* begin Records supplied *
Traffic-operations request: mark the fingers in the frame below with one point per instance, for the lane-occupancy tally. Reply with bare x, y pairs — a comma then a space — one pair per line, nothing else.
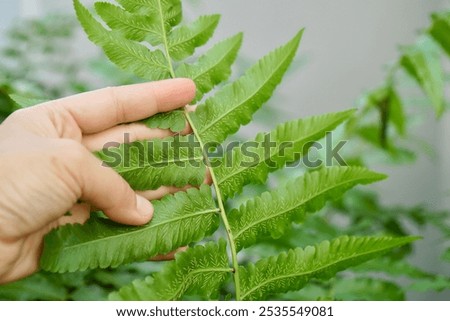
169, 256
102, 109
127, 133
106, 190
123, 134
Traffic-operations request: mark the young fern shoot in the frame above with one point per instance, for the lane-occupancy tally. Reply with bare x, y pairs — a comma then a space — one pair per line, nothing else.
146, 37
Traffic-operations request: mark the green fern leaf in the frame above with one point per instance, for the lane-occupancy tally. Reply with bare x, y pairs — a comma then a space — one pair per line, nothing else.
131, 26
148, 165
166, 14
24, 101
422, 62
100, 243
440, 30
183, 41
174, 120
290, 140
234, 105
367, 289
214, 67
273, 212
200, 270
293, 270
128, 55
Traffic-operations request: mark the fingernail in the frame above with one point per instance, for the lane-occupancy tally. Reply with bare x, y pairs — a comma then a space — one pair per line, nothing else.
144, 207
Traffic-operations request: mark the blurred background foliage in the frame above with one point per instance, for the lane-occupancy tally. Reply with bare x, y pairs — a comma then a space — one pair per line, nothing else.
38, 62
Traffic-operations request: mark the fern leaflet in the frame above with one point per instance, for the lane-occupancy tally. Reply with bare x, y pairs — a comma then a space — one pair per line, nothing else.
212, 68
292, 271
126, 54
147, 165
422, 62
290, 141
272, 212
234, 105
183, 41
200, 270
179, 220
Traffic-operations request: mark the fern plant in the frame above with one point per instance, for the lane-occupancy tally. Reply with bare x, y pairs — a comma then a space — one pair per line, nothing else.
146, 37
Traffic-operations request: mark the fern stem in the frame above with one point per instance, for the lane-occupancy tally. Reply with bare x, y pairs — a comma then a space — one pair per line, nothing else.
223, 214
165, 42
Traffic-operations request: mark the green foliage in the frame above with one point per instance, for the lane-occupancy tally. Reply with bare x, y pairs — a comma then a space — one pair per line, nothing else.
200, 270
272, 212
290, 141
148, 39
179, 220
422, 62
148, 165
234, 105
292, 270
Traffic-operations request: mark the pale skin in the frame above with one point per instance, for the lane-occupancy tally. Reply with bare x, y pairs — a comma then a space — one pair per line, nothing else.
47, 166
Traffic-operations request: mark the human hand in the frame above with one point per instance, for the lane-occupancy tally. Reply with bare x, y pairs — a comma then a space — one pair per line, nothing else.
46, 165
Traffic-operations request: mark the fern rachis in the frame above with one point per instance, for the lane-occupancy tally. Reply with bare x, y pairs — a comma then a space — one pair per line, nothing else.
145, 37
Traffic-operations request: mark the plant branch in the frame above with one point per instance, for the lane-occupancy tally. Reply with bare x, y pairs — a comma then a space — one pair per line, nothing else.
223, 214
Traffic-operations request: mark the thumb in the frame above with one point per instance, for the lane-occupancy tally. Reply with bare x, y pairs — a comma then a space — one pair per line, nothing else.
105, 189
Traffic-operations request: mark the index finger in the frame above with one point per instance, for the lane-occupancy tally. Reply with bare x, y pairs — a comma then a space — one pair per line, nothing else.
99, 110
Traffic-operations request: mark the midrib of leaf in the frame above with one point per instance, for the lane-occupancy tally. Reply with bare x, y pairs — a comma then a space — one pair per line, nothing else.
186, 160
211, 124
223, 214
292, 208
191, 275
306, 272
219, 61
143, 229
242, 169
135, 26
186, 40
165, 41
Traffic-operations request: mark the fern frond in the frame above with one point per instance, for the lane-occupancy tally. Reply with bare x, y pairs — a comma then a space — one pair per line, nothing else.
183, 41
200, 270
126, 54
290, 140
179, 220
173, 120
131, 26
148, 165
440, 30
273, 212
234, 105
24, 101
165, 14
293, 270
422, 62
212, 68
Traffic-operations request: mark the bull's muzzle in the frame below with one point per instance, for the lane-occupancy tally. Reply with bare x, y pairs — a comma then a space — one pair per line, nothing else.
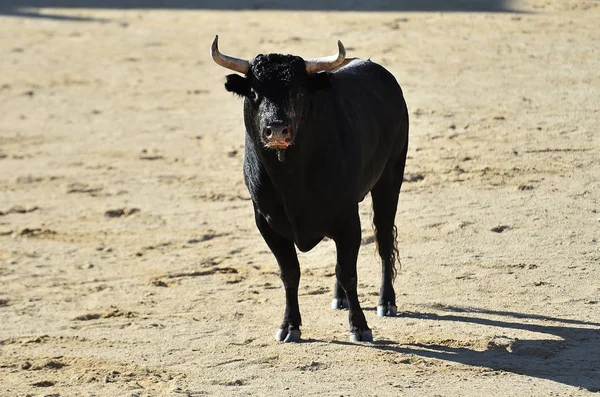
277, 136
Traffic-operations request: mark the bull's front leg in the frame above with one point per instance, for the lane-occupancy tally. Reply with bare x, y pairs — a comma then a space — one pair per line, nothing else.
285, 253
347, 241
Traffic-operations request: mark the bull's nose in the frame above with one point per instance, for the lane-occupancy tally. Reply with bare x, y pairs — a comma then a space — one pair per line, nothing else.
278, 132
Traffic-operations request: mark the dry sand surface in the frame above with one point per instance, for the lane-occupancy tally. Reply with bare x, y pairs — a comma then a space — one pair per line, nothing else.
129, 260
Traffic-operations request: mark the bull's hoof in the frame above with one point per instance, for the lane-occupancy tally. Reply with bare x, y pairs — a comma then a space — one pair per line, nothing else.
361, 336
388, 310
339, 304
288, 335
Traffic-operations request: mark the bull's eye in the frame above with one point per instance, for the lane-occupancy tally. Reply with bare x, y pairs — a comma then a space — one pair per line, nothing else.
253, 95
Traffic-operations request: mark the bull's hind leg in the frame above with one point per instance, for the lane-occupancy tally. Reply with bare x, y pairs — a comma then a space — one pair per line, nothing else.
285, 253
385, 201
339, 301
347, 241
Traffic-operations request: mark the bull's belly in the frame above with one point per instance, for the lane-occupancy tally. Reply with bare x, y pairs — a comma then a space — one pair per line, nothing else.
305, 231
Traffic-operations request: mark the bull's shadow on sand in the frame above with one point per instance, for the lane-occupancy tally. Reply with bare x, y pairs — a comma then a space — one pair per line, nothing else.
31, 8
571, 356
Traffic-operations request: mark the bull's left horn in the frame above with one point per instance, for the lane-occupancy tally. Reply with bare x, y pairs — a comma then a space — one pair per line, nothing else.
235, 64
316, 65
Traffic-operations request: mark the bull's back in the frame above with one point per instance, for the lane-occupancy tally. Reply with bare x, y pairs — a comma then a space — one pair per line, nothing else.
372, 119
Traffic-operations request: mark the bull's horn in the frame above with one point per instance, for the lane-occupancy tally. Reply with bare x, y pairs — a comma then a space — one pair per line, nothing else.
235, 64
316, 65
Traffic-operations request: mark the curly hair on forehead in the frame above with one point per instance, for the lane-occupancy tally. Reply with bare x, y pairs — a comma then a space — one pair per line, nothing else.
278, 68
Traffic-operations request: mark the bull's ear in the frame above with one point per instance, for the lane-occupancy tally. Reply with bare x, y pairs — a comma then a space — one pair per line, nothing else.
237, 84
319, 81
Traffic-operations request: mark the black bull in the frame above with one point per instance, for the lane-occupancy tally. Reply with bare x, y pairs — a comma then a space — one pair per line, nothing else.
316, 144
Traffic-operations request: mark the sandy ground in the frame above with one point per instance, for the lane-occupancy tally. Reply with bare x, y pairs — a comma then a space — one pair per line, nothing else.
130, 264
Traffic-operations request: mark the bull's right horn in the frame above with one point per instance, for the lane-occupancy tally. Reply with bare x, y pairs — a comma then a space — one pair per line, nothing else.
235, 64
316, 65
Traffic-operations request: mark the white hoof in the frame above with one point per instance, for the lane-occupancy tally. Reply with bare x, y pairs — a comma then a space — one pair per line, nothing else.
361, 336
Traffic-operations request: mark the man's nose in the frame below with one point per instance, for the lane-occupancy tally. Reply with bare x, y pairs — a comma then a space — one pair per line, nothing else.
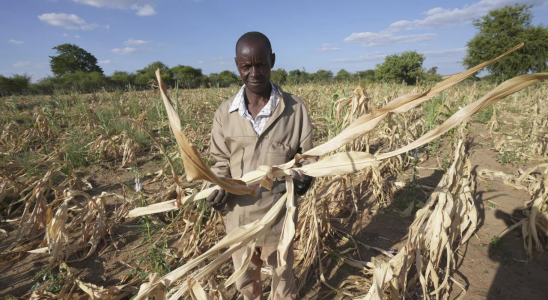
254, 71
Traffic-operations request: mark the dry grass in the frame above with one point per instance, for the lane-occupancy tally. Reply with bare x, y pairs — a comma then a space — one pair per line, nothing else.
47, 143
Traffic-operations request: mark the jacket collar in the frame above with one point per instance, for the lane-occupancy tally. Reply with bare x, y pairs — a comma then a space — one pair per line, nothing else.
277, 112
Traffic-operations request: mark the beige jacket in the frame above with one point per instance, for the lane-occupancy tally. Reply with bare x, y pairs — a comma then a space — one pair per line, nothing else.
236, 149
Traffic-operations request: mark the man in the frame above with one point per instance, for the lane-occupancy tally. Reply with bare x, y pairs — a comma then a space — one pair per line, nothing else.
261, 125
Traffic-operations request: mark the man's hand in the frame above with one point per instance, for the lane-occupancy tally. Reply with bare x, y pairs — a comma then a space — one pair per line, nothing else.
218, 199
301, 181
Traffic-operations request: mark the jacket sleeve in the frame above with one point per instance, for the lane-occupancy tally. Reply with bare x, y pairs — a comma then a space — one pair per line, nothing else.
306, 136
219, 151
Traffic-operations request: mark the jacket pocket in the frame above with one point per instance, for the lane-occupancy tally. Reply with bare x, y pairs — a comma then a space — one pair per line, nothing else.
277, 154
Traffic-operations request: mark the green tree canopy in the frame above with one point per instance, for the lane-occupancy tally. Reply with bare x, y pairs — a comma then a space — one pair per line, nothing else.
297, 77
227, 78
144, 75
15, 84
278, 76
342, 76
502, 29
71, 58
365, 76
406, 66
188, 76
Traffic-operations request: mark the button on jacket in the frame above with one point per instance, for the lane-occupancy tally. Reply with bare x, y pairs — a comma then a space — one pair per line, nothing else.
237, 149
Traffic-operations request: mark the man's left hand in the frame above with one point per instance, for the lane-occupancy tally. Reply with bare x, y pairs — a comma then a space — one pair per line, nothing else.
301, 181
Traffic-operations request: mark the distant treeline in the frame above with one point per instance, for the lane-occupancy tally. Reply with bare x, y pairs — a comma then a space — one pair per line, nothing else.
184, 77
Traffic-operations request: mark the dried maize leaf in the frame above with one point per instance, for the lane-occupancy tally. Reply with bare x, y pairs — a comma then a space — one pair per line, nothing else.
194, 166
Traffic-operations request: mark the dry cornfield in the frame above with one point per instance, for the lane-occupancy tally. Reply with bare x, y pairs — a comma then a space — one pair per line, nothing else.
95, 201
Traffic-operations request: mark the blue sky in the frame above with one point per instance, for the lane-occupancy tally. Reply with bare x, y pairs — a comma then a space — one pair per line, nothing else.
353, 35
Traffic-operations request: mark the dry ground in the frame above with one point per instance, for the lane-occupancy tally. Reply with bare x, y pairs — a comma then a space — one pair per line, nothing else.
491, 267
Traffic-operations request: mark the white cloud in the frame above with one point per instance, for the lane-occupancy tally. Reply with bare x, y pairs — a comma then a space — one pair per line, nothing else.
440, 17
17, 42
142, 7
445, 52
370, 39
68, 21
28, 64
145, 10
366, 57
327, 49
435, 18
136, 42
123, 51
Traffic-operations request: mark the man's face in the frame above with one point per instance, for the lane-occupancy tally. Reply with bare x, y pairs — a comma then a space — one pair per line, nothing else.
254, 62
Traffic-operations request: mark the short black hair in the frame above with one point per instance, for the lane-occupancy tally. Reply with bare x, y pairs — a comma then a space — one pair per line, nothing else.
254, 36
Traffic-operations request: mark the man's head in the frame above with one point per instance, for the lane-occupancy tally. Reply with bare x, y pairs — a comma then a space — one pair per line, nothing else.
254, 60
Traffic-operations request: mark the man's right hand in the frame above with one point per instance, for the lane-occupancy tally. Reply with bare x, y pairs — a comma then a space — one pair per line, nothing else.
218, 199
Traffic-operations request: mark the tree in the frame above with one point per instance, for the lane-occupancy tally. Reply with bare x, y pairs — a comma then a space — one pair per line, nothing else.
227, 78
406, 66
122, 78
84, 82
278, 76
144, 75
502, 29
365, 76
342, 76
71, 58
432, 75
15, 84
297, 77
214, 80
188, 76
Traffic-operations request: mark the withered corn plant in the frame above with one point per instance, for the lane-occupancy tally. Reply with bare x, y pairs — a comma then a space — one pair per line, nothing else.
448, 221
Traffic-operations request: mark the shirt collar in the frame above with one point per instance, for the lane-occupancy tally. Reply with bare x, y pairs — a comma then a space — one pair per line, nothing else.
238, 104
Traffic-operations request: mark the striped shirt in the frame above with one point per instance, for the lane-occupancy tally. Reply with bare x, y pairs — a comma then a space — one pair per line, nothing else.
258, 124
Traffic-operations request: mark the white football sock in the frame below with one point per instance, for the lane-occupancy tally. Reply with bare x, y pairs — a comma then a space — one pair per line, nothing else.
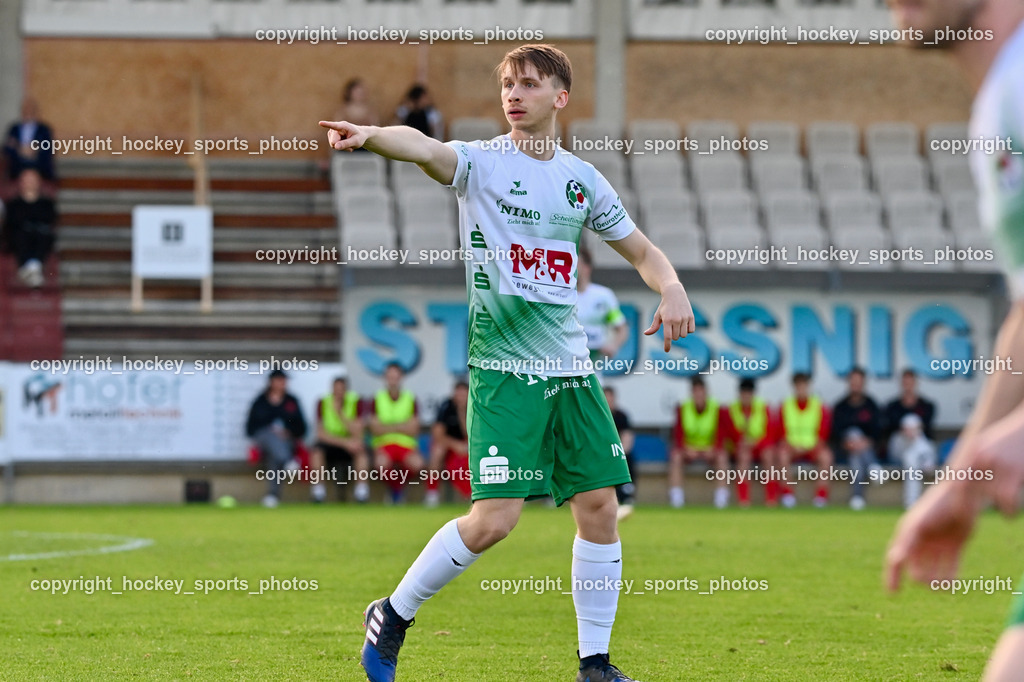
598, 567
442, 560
* end Records supplied *
### Work to be completed
Restate word for word, please, the line containing "Traffic-operations request: mark the man's head" and all lines after it through the end of the material; the pictures do not belong in the copy.

### Reply to the exercise
Traffic-operations request: mark the man's head in the frame above with one point per instance, for the lane-occupancy tally. Reply with bare x, y pairs — a comma then a space — one pair per line, nothing else.
254, 60
Traffic-operations request: mark the man's right hand in the frame above with one point per instance, for the lane-occupancy tally. Reply with bare x, y pairs — a comma then a space — one pair per line, nothing else.
218, 199
Traffic-operations request: mark the tree in the frame above with one point per instance, for the lane-occupancy tally. Reply with bare x, y pairs — a comma then a space — one pair per line, nothing else.
227, 78
406, 66
122, 78
84, 82
278, 76
144, 75
502, 29
365, 76
342, 76
71, 58
432, 75
15, 84
297, 77
214, 80
188, 76
Traffic-operations request: mark the withered corn plant in the frame above with one point per instance, for the lane-occupancy tally. Reply with bare x, y pairs — a comma then a space — one pair per line, nothing else.
448, 221
Traffic-operations request: mark the shirt collar in the frame above with one point per instance, for the lane-occupancy tally. Reply with bare x, y pairs — a comma then a space — one pair per line, nothing else.
238, 104
Traffic-operations request: mark the striped shirt in the frame above with one point per instance, for the lane-occupancy tally. Reply with bare x, y pairs — a comma then a space — one pair per line, nothing else.
258, 124
Traffic-operations request: mark the white football sock in the frame below with one point per instance, for the lane-occupancy tally. Reply with bare x, y pairs — a comma then a space — one pair per line, nothing else.
598, 567
442, 560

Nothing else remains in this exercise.